**Written problem:** Copy the data below word for word, starting at the line that contains "of the hillside" and stopping after the line that contains "<point>58,90</point>". Include both of those lines and nothing outside that span.

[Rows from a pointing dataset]
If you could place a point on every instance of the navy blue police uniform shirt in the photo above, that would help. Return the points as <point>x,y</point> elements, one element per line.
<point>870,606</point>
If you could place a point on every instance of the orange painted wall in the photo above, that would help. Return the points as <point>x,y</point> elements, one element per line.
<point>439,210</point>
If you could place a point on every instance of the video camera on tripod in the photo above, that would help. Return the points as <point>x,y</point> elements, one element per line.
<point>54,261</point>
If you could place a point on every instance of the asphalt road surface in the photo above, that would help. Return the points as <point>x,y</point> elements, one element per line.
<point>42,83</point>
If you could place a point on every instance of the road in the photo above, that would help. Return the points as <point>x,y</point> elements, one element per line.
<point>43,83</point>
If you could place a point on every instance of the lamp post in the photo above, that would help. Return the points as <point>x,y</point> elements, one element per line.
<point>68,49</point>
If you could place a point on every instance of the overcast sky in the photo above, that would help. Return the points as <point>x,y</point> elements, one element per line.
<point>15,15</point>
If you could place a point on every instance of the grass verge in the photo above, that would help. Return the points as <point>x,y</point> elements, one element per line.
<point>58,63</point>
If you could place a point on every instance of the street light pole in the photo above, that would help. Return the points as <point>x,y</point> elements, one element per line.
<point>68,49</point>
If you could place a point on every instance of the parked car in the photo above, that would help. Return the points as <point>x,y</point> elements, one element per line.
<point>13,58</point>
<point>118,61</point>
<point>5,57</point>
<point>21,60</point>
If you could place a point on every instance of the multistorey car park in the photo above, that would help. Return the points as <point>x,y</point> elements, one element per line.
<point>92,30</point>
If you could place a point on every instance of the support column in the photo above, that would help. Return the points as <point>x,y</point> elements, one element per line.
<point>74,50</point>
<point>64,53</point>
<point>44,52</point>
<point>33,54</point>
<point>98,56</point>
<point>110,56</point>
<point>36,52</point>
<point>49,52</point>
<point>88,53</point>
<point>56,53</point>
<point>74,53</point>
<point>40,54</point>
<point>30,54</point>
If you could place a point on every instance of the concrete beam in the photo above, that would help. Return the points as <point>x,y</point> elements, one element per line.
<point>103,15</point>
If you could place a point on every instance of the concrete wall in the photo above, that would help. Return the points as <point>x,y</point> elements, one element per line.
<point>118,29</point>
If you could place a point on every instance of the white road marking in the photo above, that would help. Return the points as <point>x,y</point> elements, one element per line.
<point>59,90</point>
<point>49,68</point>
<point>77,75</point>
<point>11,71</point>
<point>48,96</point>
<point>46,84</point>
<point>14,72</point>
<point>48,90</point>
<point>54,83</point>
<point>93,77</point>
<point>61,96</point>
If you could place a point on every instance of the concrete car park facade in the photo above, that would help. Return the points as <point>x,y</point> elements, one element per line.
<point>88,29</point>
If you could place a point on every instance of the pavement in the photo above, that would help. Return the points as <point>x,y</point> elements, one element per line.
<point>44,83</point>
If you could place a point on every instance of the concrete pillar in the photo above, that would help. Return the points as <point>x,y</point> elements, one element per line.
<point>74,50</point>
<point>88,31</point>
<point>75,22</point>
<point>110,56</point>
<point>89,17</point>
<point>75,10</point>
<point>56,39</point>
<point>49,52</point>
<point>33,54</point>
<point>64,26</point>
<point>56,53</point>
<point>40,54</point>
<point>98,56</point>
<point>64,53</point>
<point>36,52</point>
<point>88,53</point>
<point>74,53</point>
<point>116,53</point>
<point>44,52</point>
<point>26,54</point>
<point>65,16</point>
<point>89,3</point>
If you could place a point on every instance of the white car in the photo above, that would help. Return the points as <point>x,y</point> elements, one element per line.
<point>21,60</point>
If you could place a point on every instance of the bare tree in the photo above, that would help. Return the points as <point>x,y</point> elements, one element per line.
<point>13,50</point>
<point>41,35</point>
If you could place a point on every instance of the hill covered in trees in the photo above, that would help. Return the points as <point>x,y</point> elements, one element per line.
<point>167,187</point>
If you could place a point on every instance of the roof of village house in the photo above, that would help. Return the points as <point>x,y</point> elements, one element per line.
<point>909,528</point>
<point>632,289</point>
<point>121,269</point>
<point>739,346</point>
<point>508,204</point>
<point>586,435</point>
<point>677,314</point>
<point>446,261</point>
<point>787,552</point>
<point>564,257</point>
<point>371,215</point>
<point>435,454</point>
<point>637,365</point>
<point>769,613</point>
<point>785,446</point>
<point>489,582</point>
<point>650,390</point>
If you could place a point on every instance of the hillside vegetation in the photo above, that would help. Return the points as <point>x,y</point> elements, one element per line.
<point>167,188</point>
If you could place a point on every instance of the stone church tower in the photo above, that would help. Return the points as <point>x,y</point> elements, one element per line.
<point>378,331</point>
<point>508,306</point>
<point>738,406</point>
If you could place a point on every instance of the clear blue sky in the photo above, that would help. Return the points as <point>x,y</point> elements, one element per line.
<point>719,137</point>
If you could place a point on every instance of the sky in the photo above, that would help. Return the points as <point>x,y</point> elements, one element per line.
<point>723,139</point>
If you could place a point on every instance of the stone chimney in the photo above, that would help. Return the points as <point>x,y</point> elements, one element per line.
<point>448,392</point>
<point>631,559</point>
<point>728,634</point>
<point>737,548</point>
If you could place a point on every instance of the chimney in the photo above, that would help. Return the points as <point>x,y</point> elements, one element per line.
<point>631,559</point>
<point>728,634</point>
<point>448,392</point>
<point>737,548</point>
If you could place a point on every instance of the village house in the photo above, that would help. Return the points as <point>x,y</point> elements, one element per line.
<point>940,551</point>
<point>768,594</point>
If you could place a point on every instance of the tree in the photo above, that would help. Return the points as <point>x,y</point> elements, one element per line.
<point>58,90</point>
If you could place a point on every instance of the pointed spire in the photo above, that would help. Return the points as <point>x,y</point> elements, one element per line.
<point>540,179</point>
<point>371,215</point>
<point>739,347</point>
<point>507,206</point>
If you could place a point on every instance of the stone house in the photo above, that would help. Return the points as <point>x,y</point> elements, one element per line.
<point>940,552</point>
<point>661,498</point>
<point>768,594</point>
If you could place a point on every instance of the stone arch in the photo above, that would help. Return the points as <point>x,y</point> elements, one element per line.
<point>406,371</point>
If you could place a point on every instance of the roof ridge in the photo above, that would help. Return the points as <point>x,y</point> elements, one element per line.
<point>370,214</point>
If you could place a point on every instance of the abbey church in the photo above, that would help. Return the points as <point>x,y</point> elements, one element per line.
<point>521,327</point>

**Finished answer:**
If you could place a point on every instance of the hillside vegetation in the photo above, that would help. Return the points as <point>x,y</point> elements, one element per line.
<point>167,188</point>
If you could place a point on every instance of the stone church tower in the photo above, that would help. Return the points as <point>x,y</point> elements, one element per line.
<point>378,331</point>
<point>508,306</point>
<point>738,406</point>
If you could place a point on every instance of the clear blue sky in the photo above, that would help. Return the points as <point>x,y</point> elements, one element per line.
<point>719,137</point>
If you could place a point on every instance of the sky in the photo above, that would help. Return the points as <point>x,y</point> elements, one element per line.
<point>723,139</point>
If you could place a point on every instance of the stone chimney in the photo above, that would help. Return the points as <point>x,y</point> elements, one element per line.
<point>448,392</point>
<point>631,559</point>
<point>728,634</point>
<point>737,548</point>
If you could place a point on every instance of the chimney in the photo above, that would help. Return the points as <point>x,y</point> elements, one element per line.
<point>631,559</point>
<point>728,634</point>
<point>448,392</point>
<point>737,548</point>
If you could place a point on every instance of the village house in the photo above, that would help. Return the points as <point>x,y</point> elements, one element per line.
<point>940,551</point>
<point>768,594</point>
If you could place a point on every instance of the tree in the photo above, that would help. Return the points as <point>x,y</point> elements, one element per line.
<point>58,90</point>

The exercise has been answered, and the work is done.